:: Exercise brief ::
Substitute "marker" for every "pin" in the records below, and reproduce all the lines with nothing else altered.

:: Entries supplied ::
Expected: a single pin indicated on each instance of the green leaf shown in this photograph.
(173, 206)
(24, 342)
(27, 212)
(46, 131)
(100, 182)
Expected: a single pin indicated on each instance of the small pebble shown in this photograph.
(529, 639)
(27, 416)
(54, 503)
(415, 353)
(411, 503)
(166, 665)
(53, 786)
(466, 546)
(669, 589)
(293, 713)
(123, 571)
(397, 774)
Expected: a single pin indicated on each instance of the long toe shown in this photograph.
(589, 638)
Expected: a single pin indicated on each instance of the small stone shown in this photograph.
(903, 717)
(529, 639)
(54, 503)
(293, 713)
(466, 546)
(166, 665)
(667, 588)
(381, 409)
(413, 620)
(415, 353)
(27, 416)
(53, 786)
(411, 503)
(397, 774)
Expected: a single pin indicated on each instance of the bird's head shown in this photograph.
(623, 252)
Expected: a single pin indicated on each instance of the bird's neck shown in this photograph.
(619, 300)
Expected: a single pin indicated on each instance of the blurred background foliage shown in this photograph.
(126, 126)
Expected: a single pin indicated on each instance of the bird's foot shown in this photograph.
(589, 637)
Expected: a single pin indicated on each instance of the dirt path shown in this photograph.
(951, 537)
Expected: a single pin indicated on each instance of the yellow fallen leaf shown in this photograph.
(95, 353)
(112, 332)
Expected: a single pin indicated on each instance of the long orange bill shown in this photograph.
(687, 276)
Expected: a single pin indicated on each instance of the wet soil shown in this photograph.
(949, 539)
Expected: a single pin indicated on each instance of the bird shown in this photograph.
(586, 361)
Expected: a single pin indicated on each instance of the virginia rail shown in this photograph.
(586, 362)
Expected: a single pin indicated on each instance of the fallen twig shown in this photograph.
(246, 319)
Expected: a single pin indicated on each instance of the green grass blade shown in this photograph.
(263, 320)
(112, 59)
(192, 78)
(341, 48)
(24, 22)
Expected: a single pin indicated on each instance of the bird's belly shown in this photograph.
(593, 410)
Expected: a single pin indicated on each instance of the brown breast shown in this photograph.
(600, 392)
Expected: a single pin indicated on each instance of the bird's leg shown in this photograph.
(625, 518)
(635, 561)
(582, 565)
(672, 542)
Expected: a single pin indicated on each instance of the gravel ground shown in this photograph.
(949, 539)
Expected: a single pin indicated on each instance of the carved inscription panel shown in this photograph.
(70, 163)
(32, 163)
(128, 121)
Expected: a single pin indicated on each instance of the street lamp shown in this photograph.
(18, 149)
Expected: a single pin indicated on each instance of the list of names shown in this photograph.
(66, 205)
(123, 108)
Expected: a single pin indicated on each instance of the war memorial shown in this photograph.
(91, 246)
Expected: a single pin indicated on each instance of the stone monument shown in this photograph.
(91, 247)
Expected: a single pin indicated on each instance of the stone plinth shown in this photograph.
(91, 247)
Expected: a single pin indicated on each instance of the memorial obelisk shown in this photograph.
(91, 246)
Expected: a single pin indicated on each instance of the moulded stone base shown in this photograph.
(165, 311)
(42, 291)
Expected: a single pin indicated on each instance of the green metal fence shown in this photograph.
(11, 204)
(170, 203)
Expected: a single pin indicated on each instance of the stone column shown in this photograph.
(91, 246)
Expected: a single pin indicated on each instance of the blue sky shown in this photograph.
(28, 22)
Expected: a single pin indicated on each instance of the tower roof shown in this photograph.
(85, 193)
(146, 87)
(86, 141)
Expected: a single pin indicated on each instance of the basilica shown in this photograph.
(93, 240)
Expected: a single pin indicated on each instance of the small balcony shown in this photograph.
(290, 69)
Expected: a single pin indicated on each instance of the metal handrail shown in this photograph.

:: Solution to this task ::
Expected: a single marker indicated on each instance of the green leaf shown in this photograph.
(173, 206)
(24, 342)
(27, 212)
(46, 131)
(100, 182)
Expected: a single marker indicated on each instance of the small pebble shown in this photograph.
(529, 639)
(27, 416)
(54, 503)
(415, 353)
(411, 503)
(166, 665)
(53, 786)
(466, 546)
(669, 589)
(293, 713)
(123, 571)
(397, 774)
Expected: a single marker indicated on each instance of the long toe shown in this photograph.
(589, 638)
Expected: a single marker indicated on each instance of the small stone shown in this photograph.
(903, 717)
(529, 639)
(54, 503)
(293, 713)
(466, 546)
(166, 665)
(667, 588)
(381, 409)
(413, 620)
(415, 353)
(27, 416)
(53, 786)
(411, 503)
(397, 774)
Expected: a single marker indicated on each instance of the bird's head shown in this photograph.
(623, 252)
Expected: a single marker indicated on each instance of the bird's neck shown in this photograph.
(619, 300)
Expected: a single marker indicated on each instance of the blurred background foliage shown in this photograph.
(126, 126)
Expected: a single marker indicated on each instance of the bird's foot shown in this photograph.
(589, 637)
Expected: a single marker indicated on each instance of the dirt path shown in this photograph.
(951, 537)
Expected: a single marker indicated on each instance of the yellow fallen leaf shown in this photograph.
(95, 353)
(112, 332)
Expected: a single marker indicated on each instance of the long orange bill shown in this photograph.
(687, 276)
Expected: a single marker indicated on each instance of the wet soil shown in this photograph.
(949, 539)
Expected: a single marker indicated on each instance of the bird shown in this photograph.
(586, 361)
Expected: a single marker indicated on each instance of the virginia rail shown in this photograph.
(586, 362)
Expected: a single marker indicated on each instance of the fallen twig shown in this photograph.
(246, 319)
Expected: a single marker indicated on each instance of the green grass blade shown in this photograph.
(263, 320)
(112, 59)
(192, 78)
(341, 48)
(24, 22)
Expected: a single marker indicated on each instance of the bird's belly shown in this photograph.
(593, 410)
Expected: a single marker indicated on each instance of the brown breast shown in this photograph.
(600, 392)
Expected: a single marker indicated on each instance of the bird's leg shown in this photograph.
(625, 518)
(635, 561)
(582, 565)
(672, 542)
Expected: a single marker indicated on each instance of the gravel ground shown in this photograph.
(949, 539)
Expected: a single marker indicated on each instance of the carved inscription panel shown in this photograph.
(70, 163)
(32, 163)
(128, 121)
Expected: a single marker indicated on each instance of the street lamp shown in this photograph.
(18, 149)
Expected: a single marker indicated on each instance of the list of names shown in this photograph.
(66, 205)
(123, 108)
Expected: a single marker indicated on each instance of the war memorial shown in this photograph.
(91, 246)
Expected: a single marker indicated on each instance of the stone monument shown in this photograph.
(91, 247)
Expected: a single marker indicated on each instance of the stone plinth shown in this photograph.
(91, 247)
Expected: a single marker indicated on each instance of the memorial obelisk shown in this photograph.
(91, 246)
Expected: a single marker indicated on each instance of the moulded stone base shown in this photograph.
(165, 311)
(42, 291)
Expected: a single marker indicated on each instance of the green metal fence shown in this photograph.
(11, 204)
(170, 203)
Expected: a single marker indicated on each instance of the stone column shown in this photograph.
(91, 246)
Expected: a single marker indicated on each instance of the blue sky shown in this photograph.
(28, 22)
Expected: a single marker indicated on each instance of the tower roof shown in this photograph.
(85, 193)
(146, 87)
(86, 141)
Expected: a single marker indicated on each instance of the basilica shown in this photograph.
(93, 240)
Expected: a single marker indicated on each instance of the small balcony shown in this photograph.
(290, 69)
Expected: a single marker indicated on each instance of the metal handrail shown in this photograph.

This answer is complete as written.